## Start STORED ROWS
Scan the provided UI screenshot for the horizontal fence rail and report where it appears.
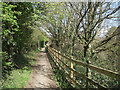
[48,46,120,88]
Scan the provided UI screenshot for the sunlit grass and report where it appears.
[2,51,39,89]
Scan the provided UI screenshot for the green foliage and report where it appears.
[2,51,38,89]
[0,2,48,87]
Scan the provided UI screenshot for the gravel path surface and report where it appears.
[25,48,58,88]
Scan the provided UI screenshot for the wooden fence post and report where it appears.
[58,51,61,70]
[71,56,73,83]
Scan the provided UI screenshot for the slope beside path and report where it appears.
[25,48,58,88]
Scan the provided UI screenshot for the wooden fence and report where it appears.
[48,47,120,88]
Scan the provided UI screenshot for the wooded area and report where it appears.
[1,2,120,88]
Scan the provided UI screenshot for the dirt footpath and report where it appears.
[25,48,58,88]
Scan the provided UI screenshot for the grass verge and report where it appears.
[2,50,39,89]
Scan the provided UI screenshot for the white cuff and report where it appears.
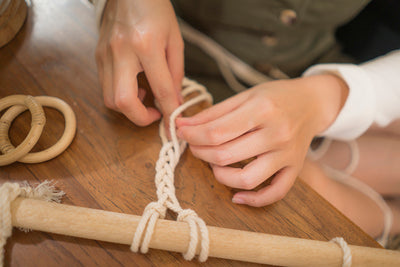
[93,0,107,29]
[303,64,376,140]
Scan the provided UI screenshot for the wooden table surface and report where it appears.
[0,0,379,266]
## End STORED ROWS
Arrange the items from the start through the line containing "[0,2,48,87]" as a two-column CSV with the headers request and box. Give one row per request, put each value in a quoted field with line breaks replaced by spaces, and leave out the pictures.

request,box
"Scan the provided UI screenshot for the horizontal fence rail and report where it appears.","[48,46,120,88]"
"Scan the provided UI screenshot for the sunlit grass and report where it appears.","[2,51,39,89]"
"Scan the provided UI screenshot for the green foliage and report where it appears.","[2,51,38,89] [0,2,48,87]"